#### YOUR GOAL:
Every line containing the word "fender" is to be copied from the data below.

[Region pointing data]
::::::::

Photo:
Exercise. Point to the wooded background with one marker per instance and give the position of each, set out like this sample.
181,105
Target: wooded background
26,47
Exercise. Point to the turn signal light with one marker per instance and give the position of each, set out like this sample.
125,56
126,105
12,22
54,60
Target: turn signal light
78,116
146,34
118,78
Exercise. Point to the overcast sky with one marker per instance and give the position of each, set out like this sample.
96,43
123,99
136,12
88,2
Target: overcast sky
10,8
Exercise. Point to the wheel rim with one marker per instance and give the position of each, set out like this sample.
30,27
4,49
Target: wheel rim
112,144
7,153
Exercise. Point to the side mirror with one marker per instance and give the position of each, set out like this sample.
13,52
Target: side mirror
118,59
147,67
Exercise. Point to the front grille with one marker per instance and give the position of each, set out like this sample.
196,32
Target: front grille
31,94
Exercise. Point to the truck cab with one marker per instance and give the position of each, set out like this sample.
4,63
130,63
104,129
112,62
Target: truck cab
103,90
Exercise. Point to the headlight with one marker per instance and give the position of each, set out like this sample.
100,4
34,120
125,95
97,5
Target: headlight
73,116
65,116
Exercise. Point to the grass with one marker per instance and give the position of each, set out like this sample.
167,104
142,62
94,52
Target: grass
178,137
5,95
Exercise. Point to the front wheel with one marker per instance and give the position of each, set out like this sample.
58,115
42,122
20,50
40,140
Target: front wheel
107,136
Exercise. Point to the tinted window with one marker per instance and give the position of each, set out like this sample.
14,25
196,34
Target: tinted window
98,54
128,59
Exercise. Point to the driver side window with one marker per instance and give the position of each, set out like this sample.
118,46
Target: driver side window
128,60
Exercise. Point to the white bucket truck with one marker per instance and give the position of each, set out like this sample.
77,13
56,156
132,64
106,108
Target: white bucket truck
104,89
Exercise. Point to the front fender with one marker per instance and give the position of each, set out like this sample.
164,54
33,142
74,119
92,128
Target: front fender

::::::::

#### RESULT OF THIS TASK:
Exercise. Point to the front fender with one marker per instance and give the position of each, set out like this sample.
Target: front fender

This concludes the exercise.